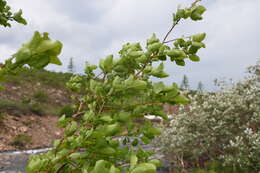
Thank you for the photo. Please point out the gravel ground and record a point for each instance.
(13, 162)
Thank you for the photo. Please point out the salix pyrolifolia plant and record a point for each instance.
(6, 15)
(37, 53)
(224, 127)
(103, 136)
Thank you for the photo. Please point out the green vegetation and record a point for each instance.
(2, 117)
(113, 99)
(221, 131)
(6, 15)
(21, 140)
(66, 110)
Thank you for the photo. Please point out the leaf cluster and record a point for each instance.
(6, 15)
(103, 136)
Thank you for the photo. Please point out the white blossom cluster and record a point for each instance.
(222, 126)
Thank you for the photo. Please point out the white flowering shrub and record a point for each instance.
(222, 127)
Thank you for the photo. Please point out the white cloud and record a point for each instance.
(92, 29)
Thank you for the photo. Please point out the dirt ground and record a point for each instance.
(40, 132)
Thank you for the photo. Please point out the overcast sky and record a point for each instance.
(92, 29)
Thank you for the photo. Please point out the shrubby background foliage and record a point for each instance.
(102, 135)
(222, 127)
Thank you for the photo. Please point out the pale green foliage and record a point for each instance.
(222, 127)
(102, 135)
(200, 87)
(6, 15)
(37, 53)
(71, 66)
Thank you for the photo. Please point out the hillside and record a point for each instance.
(29, 108)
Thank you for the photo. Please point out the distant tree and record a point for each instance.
(185, 83)
(71, 66)
(200, 87)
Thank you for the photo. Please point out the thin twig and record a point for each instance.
(168, 33)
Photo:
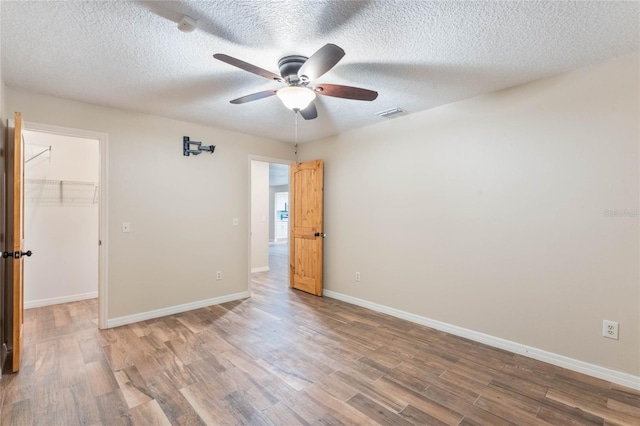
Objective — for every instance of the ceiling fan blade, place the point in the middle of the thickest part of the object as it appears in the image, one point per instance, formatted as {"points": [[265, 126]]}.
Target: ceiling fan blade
{"points": [[247, 66], [254, 97], [347, 92], [320, 62], [310, 112]]}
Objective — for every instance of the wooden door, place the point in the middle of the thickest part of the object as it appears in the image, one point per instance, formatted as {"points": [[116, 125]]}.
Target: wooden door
{"points": [[306, 226], [15, 233]]}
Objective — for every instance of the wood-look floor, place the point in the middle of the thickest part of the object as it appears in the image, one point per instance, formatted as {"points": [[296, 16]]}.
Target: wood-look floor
{"points": [[284, 357]]}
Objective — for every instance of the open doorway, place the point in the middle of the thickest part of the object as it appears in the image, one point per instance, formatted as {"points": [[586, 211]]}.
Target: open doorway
{"points": [[62, 202], [269, 220]]}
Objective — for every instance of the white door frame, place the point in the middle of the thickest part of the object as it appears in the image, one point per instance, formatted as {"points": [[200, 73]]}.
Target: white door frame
{"points": [[266, 160], [103, 213]]}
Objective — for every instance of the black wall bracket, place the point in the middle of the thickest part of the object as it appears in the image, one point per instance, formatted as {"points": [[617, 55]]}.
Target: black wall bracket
{"points": [[195, 148]]}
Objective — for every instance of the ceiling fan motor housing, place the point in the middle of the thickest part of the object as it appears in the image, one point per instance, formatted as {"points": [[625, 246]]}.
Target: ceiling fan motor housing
{"points": [[289, 66]]}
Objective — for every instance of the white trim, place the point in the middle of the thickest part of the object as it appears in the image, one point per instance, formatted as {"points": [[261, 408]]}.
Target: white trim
{"points": [[57, 300], [613, 376], [143, 316], [103, 221]]}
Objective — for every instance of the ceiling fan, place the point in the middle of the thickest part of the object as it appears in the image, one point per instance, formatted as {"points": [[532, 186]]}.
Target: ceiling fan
{"points": [[298, 72]]}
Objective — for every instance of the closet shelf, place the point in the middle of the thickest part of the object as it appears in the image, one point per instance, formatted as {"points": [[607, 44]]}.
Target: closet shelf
{"points": [[60, 192]]}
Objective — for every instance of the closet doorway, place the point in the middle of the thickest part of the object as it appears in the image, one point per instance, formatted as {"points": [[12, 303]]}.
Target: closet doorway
{"points": [[269, 213]]}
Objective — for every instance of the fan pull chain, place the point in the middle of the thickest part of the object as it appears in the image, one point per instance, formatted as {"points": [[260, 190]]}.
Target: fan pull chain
{"points": [[296, 136]]}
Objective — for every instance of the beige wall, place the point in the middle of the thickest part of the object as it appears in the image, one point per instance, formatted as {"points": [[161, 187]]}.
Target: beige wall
{"points": [[490, 213], [259, 216], [181, 209], [61, 231]]}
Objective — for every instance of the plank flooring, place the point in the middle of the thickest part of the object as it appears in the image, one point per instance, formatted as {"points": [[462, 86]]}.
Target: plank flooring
{"points": [[284, 357]]}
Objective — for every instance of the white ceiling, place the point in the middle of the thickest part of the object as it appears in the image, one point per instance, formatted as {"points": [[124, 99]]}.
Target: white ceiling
{"points": [[416, 54]]}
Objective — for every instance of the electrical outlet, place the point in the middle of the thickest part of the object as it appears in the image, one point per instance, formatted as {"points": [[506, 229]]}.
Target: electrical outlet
{"points": [[610, 329]]}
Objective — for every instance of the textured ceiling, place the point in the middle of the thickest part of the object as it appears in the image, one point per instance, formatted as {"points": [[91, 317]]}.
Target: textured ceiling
{"points": [[416, 54]]}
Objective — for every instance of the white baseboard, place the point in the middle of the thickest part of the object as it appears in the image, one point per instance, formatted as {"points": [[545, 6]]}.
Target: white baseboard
{"points": [[593, 370], [57, 300], [143, 316]]}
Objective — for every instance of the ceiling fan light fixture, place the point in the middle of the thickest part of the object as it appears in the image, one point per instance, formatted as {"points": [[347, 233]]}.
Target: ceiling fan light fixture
{"points": [[296, 98]]}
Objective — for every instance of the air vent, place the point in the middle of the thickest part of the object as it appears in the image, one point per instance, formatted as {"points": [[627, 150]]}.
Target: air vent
{"points": [[390, 112]]}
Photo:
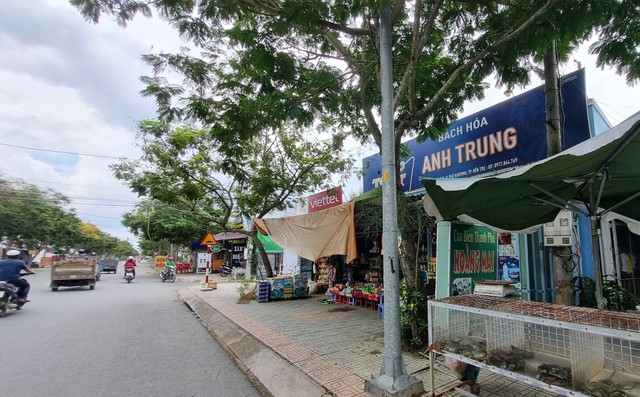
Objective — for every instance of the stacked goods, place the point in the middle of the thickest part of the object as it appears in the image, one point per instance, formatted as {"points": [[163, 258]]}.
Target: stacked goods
{"points": [[263, 291]]}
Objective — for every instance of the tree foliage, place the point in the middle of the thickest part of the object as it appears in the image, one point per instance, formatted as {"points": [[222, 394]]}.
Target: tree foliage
{"points": [[161, 225], [34, 218], [184, 167]]}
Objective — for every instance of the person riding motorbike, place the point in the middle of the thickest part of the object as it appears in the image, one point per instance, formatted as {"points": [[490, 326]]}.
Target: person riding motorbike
{"points": [[130, 264], [10, 269], [169, 265]]}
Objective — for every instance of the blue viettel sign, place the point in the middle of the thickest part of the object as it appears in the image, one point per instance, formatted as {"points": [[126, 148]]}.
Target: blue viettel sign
{"points": [[509, 134]]}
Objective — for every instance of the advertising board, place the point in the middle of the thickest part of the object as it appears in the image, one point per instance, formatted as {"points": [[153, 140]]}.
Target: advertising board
{"points": [[509, 134]]}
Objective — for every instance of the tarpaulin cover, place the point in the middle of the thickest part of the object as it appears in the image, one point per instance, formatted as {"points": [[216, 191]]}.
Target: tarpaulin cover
{"points": [[270, 246], [315, 235]]}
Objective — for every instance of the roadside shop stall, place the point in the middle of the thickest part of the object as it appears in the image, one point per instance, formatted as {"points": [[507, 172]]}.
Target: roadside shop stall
{"points": [[315, 236], [232, 247], [569, 350]]}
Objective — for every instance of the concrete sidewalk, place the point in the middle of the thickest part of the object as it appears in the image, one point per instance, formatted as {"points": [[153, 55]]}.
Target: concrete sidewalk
{"points": [[301, 347]]}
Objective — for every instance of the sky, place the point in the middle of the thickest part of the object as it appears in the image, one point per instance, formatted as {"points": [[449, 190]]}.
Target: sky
{"points": [[70, 100]]}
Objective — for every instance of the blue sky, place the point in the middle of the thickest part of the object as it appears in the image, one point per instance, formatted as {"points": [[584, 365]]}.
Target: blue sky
{"points": [[70, 85]]}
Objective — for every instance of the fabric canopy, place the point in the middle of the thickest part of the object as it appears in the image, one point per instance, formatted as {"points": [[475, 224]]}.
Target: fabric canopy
{"points": [[315, 235], [230, 236], [597, 176]]}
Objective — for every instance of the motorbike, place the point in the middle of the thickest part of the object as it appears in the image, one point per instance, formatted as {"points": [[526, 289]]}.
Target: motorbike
{"points": [[8, 297], [168, 274], [226, 270], [128, 275]]}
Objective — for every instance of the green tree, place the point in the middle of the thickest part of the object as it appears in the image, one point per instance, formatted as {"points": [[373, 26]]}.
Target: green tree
{"points": [[34, 217], [184, 167], [164, 224]]}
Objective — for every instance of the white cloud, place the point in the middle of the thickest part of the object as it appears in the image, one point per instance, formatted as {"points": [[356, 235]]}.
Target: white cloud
{"points": [[69, 85]]}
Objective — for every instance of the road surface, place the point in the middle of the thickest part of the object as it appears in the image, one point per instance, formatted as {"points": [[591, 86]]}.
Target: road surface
{"points": [[118, 340]]}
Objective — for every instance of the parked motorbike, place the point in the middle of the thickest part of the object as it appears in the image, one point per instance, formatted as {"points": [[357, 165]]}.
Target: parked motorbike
{"points": [[128, 275], [168, 274], [8, 297]]}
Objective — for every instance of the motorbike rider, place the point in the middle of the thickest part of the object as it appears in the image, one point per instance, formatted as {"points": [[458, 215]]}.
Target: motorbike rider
{"points": [[168, 266], [10, 269], [130, 264]]}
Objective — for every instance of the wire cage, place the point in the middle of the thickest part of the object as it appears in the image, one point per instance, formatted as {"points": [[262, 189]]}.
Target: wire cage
{"points": [[570, 350]]}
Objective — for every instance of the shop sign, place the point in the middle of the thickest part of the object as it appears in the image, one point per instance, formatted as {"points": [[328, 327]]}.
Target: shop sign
{"points": [[160, 261], [501, 137], [474, 257], [323, 200], [508, 259]]}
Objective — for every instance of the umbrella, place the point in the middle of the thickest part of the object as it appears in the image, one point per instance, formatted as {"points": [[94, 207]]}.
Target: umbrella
{"points": [[595, 177]]}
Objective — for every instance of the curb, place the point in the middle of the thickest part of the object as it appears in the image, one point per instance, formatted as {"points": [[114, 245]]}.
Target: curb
{"points": [[272, 375]]}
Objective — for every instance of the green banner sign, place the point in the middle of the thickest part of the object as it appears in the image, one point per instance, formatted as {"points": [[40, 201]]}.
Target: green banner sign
{"points": [[474, 256]]}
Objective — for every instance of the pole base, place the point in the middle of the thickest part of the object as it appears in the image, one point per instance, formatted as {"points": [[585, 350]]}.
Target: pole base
{"points": [[385, 386]]}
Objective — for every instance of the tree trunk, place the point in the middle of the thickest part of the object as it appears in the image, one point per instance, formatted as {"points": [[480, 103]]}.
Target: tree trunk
{"points": [[263, 254], [561, 277]]}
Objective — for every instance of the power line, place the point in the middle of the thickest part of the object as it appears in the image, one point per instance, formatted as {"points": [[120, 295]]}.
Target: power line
{"points": [[65, 152]]}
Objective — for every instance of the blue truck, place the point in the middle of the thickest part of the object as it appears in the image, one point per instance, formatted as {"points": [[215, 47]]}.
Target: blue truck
{"points": [[108, 265]]}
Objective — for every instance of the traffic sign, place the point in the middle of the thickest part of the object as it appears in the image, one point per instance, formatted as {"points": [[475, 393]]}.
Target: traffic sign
{"points": [[209, 240]]}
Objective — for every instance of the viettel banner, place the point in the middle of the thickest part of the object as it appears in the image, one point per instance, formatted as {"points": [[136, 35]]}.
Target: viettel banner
{"points": [[160, 261], [323, 200]]}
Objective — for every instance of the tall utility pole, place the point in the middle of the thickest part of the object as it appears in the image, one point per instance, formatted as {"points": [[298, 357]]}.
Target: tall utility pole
{"points": [[393, 379], [561, 277]]}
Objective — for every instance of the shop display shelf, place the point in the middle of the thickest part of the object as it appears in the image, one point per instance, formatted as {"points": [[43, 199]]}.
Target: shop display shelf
{"points": [[568, 350]]}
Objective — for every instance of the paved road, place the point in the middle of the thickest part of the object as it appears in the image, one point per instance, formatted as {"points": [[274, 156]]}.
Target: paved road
{"points": [[118, 340]]}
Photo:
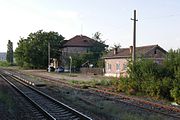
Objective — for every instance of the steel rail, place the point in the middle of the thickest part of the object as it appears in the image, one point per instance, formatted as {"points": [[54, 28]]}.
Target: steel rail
{"points": [[81, 116]]}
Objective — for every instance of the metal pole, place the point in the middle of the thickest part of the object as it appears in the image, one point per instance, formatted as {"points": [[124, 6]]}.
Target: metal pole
{"points": [[48, 57], [134, 38], [70, 64]]}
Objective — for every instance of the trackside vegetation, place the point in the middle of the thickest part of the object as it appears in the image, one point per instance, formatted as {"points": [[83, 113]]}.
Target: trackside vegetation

#### About this exercise
Look above for the line with "Objective — for every instance of the power"; retype exactly that line, every line after it up to the line with "Objective — for every instance of the tall", and that line too, nothing else.

#### Task response
Objective — for every instance of the power line, place the point in the middle of the thickest part of the object as it appears in the image, one point per instance, formatted as {"points": [[120, 295]]}.
Target: power line
{"points": [[65, 152]]}
Objective — for every instance of the blue truck, place the point in the middle of the thickest part of the object as it appears in the image, one point per instance, formatted as {"points": [[215, 47]]}.
Target: blue truck
{"points": [[108, 265]]}
Objective — for every instance of the traffic sign, place the point in the middle of the thickest part of the object as it appears in the image, one point per instance, formatted as {"points": [[475, 393]]}.
Target: traffic sign
{"points": [[209, 240]]}
Objective — for every instance of the viettel banner, place the point in the middle of the thickest part of the object as it appears in the image, one point per instance, formatted as {"points": [[136, 35]]}.
Target: viettel banner
{"points": [[160, 261], [323, 200]]}
Objective — for every instance of the tall utility pole, place the point in the middle of the thickest part of the object as it appears in the image, one point per instance, formatted as {"points": [[298, 357]]}.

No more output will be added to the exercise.